What the task requires: Please count the lines of the material that contain the string "plant" and give only that number.

(Point annotations for photos)
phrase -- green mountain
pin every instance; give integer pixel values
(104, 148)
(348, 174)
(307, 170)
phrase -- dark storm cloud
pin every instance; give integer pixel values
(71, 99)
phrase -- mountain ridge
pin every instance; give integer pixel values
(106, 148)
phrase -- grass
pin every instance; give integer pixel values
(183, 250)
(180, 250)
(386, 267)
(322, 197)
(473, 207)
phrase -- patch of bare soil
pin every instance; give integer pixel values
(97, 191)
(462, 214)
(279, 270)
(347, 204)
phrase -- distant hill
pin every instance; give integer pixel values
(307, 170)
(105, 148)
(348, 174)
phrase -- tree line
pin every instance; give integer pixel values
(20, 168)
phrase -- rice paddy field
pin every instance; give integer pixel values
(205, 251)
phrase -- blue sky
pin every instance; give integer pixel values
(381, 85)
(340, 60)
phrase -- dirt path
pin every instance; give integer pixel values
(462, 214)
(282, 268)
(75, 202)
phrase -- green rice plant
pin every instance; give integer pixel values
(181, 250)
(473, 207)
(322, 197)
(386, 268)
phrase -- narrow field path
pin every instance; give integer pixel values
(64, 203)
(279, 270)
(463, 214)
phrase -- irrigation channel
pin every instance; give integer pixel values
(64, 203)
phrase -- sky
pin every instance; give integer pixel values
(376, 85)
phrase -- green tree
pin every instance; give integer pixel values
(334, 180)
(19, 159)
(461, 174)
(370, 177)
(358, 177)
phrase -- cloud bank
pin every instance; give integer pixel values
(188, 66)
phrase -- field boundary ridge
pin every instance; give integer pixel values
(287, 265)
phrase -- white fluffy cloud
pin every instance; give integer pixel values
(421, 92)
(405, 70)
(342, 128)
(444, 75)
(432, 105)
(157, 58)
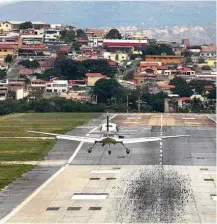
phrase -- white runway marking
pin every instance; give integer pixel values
(28, 137)
(105, 171)
(188, 118)
(211, 118)
(161, 143)
(89, 196)
(28, 199)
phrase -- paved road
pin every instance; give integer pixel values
(172, 182)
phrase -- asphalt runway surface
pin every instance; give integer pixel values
(169, 182)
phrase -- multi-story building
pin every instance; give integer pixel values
(117, 43)
(36, 25)
(92, 78)
(166, 59)
(95, 42)
(5, 27)
(56, 86)
(3, 89)
(51, 35)
(8, 49)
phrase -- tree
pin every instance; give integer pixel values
(68, 36)
(113, 34)
(108, 89)
(2, 74)
(25, 25)
(81, 34)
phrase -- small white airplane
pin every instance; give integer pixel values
(110, 135)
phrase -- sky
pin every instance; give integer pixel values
(116, 13)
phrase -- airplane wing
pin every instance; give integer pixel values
(69, 137)
(149, 139)
(139, 140)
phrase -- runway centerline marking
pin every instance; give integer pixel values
(211, 118)
(41, 187)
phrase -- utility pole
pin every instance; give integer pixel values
(127, 104)
(139, 102)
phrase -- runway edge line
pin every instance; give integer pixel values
(30, 197)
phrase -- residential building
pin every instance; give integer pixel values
(57, 86)
(92, 78)
(186, 42)
(32, 38)
(21, 93)
(143, 78)
(3, 89)
(116, 56)
(165, 87)
(38, 83)
(47, 63)
(51, 35)
(95, 33)
(208, 51)
(124, 43)
(166, 59)
(211, 62)
(95, 42)
(5, 27)
(36, 25)
(82, 41)
(9, 39)
(5, 49)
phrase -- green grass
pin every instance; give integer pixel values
(35, 149)
(31, 149)
(8, 173)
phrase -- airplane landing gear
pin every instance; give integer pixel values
(90, 149)
(127, 150)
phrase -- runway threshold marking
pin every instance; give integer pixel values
(28, 199)
(161, 143)
(211, 118)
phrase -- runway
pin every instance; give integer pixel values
(172, 182)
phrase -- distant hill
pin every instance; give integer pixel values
(147, 14)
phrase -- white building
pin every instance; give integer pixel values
(32, 39)
(3, 89)
(21, 93)
(57, 86)
(52, 35)
(38, 83)
(95, 42)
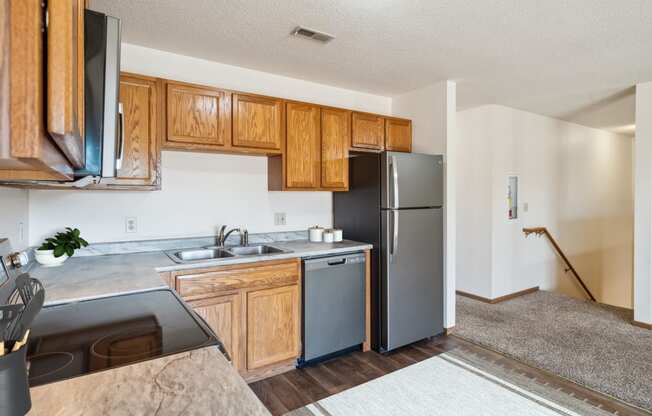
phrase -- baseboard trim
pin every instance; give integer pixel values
(501, 298)
(642, 325)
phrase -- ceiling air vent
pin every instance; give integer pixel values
(303, 32)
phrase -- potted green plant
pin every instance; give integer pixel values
(57, 249)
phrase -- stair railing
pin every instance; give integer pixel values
(539, 231)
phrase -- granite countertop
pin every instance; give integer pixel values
(96, 276)
(199, 382)
(81, 278)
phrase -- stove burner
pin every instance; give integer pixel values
(47, 363)
(133, 343)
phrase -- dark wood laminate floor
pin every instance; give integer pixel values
(297, 388)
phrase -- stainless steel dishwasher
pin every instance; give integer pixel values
(333, 305)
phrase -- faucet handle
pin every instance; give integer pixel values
(220, 235)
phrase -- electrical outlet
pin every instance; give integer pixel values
(131, 225)
(279, 218)
(21, 232)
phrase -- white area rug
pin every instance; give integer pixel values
(441, 385)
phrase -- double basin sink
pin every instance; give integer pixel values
(214, 253)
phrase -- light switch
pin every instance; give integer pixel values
(279, 218)
(131, 225)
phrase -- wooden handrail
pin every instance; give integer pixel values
(539, 231)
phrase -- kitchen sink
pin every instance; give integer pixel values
(254, 250)
(199, 254)
(215, 253)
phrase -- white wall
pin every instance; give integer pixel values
(577, 182)
(474, 212)
(14, 216)
(433, 113)
(643, 205)
(199, 190)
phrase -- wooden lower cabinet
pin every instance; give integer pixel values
(273, 330)
(223, 315)
(255, 310)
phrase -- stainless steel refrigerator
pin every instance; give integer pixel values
(395, 202)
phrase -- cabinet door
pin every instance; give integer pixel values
(257, 122)
(302, 149)
(140, 99)
(368, 131)
(272, 325)
(398, 135)
(65, 77)
(335, 139)
(223, 314)
(26, 150)
(198, 117)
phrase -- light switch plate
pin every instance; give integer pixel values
(131, 225)
(279, 218)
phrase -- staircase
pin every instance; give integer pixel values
(543, 231)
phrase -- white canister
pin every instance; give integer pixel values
(316, 234)
(329, 237)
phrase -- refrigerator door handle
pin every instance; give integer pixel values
(394, 182)
(394, 248)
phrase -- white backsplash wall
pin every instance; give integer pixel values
(200, 191)
(14, 216)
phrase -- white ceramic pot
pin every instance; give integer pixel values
(328, 236)
(316, 234)
(47, 259)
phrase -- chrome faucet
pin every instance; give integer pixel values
(222, 236)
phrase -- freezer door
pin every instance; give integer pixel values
(412, 276)
(412, 180)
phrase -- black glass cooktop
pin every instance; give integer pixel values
(84, 337)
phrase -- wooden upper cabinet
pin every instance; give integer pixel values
(258, 122)
(223, 314)
(273, 322)
(26, 150)
(368, 131)
(398, 135)
(335, 141)
(197, 117)
(302, 146)
(65, 77)
(140, 98)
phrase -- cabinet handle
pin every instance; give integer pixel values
(121, 137)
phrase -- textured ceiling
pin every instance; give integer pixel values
(572, 59)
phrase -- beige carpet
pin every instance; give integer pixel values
(590, 344)
(444, 385)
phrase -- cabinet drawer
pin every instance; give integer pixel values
(205, 283)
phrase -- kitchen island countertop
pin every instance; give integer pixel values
(199, 382)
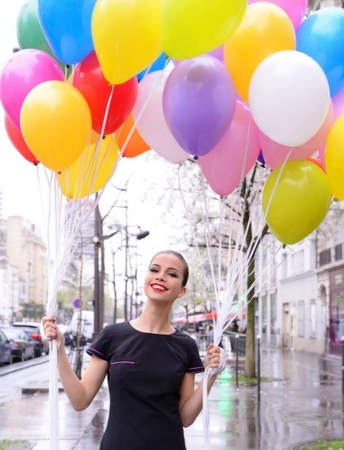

Result of this exercise: 2